▶ **Rows from a dataset**
──────────────────────────────
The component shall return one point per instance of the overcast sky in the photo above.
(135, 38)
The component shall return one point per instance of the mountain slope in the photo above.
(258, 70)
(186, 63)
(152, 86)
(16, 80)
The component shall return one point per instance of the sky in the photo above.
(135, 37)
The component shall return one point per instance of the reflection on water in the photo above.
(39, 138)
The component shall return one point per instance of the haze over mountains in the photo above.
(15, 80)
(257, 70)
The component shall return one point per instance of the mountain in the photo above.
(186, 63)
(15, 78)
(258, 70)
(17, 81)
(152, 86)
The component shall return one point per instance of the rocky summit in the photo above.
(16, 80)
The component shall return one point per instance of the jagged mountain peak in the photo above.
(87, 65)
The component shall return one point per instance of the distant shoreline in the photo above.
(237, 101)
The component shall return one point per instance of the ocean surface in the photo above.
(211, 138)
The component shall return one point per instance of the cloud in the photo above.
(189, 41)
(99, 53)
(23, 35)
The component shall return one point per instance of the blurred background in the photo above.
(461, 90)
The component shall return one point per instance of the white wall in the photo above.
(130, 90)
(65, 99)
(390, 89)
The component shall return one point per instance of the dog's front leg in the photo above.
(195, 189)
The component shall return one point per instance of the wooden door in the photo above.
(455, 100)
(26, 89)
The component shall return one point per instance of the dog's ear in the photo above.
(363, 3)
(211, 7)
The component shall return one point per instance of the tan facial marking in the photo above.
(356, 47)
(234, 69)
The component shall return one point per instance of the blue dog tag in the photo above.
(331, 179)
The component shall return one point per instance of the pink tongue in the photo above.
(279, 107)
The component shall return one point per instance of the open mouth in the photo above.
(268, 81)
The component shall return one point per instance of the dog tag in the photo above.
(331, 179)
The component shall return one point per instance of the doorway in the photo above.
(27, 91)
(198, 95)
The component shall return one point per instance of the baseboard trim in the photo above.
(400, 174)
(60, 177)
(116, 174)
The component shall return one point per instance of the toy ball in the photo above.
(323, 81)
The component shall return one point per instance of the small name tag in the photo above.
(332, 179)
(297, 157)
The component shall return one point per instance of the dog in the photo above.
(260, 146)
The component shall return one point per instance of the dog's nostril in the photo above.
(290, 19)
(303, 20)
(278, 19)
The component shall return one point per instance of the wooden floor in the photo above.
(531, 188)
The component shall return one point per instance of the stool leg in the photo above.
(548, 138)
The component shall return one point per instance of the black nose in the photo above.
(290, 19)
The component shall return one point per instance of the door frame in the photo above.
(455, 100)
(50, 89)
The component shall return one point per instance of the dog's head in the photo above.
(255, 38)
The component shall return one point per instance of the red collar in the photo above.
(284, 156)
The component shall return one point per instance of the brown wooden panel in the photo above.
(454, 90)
──────────────────────────────
▶ **Exercise**
Write out every line of the listing above as a JSON array of strings, with one string per line and blank lines omitted.

▶ **Response to this exercise**
[
  "The component shall return one point per instance of the overcast sky in the photo above.",
  "(135, 38)",
  "The component shall return one point per instance of the mountain slope in the photo above.",
  "(258, 70)",
  "(186, 63)",
  "(152, 86)",
  "(16, 80)",
  "The component shall return one point per instance of the sky in the photo above.",
  "(135, 37)",
  "The component shall return one point per instance of the reflection on water in the photo above.",
  "(39, 138)",
  "The component shall return one point per instance of the haze over mountains in the photo above.",
  "(15, 80)",
  "(257, 70)",
  "The component shall return one point per instance of the mountain in the photo above.",
  "(186, 63)",
  "(15, 78)",
  "(258, 70)",
  "(17, 81)",
  "(152, 86)",
  "The component shall return one point per instance of the rocky summit in the photo above.",
  "(16, 80)",
  "The component shall return one point per instance of the jagged mountain peak in the photo above.",
  "(87, 65)",
  "The component shall return one point per instance of the distant shoreline in the photo above.",
  "(237, 101)",
  "The component shall return one point per instance of the ocean surface in the photo above.",
  "(211, 138)",
  "The component shall return one point per instance of the cloud in the photo above.",
  "(189, 41)",
  "(99, 53)",
  "(23, 35)",
  "The component shall return one point per instance of the blurred background in the photo above.",
  "(461, 90)",
  "The component shall return one point per instance of the white wall in the photo above.",
  "(130, 90)",
  "(65, 99)",
  "(390, 89)",
  "The component shall return one point per instance of the dog's front leg in the photo above.",
  "(195, 189)",
  "The component shall return one point per instance of the wooden door in the photo above.",
  "(455, 100)",
  "(26, 89)",
  "The component shall return one point per instance of the dog's ear in the photo above.",
  "(363, 3)",
  "(211, 7)",
  "The component shall return one point per instance of the tan facial marking in the photo above.",
  "(356, 47)",
  "(234, 69)",
  "The component shall return one point per instance of the blue dog tag in the photo above.",
  "(331, 179)",
  "The component shall return one point per instance of the pink tongue in the photo above.",
  "(279, 107)",
  "The component shall return one point per instance of the open mouth in the photo above.",
  "(268, 81)",
  "The component shall return one point per instance of the dog tag in the photo above.",
  "(331, 179)",
  "The component shall return one point per instance of the doorway in the photo above.",
  "(27, 91)",
  "(198, 95)",
  "The component shall return one point per instance of the baseboard trim in the photo above.",
  "(400, 174)",
  "(60, 177)",
  "(116, 174)",
  "The component shall return one point per instance of the toy ball in the photo above.",
  "(323, 81)",
  "The component shall return one point per instance of the small name tag in the photo above.",
  "(332, 179)",
  "(297, 157)",
  "The component shall return one point per instance of the dog in the photo above.",
  "(260, 146)",
  "The component shall return one point per instance of the dog's nostril in the photo above.",
  "(290, 19)",
  "(303, 20)",
  "(278, 19)",
  "The component shall return one point per instance of the wooden floor in the photo above.",
  "(531, 188)",
  "The component shall return one point per instance of the stool leg in the photo above.",
  "(548, 138)",
  "The component shall return one point per instance of the black nose in the photo above.",
  "(290, 19)",
  "The component shall return one point per instance of the door frame in the photo above.",
  "(455, 100)",
  "(50, 89)",
  "The component shall return one point per instance of the dog's head in the photo above.",
  "(255, 38)",
  "The component shall return one point per instance of the red collar in the photo above.",
  "(284, 156)",
  "The component shall return one point per instance of the brown wooden panel in the photo above.",
  "(454, 90)"
]